Please change "vestment" to "robe" in everything from the start of the listing down to and including the line containing "pixel 425 421", and reproduce those lines with all else unchanged.

Dataset rows:
....

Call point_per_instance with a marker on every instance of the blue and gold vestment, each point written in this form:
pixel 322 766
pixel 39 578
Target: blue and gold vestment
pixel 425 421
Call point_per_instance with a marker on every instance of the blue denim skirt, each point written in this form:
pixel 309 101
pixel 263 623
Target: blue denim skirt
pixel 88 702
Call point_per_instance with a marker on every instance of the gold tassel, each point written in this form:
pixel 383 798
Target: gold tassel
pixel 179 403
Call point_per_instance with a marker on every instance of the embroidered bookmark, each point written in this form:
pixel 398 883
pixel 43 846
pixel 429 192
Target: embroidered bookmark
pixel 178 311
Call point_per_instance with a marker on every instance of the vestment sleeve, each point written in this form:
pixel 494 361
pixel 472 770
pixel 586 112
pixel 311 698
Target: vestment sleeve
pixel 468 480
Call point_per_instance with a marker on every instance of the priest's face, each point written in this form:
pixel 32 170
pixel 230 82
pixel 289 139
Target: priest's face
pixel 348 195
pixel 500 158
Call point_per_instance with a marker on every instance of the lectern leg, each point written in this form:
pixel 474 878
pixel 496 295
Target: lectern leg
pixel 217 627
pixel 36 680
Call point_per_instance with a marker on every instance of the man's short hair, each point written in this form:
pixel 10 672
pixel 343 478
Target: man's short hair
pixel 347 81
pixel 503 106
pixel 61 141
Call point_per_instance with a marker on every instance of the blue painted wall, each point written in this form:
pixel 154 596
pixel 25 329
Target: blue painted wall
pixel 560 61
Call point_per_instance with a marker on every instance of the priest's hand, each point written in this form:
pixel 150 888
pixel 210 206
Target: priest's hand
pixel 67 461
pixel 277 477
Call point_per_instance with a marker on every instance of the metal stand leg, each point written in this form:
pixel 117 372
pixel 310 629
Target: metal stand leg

....

[COMPLETED EXERCISE]:
Call point_per_instance with a marker on every instance of the blue and gold robe, each point written in this form:
pixel 322 766
pixel 39 578
Target: blue and gold robe
pixel 425 421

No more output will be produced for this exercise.